**Provided records**
*** Block opens ***
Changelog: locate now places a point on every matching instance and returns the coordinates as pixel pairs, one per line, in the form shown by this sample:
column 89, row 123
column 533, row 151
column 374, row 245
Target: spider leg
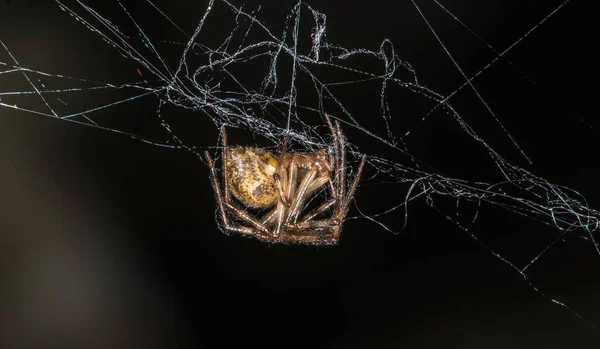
column 224, row 161
column 334, row 157
column 215, row 184
column 340, row 169
column 224, row 202
column 346, row 204
column 300, row 196
column 318, row 211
*** Block closes ***
Print the listing exactly, images excluded.

Changelog: locate now places a point on every matching instance and returns the coordinates as pixel pairs, one per line, in the form shown by this sample:
column 89, row 123
column 533, row 151
column 374, row 245
Target: spider leg
column 224, row 161
column 334, row 157
column 215, row 184
column 340, row 169
column 224, row 202
column 346, row 204
column 300, row 196
column 318, row 211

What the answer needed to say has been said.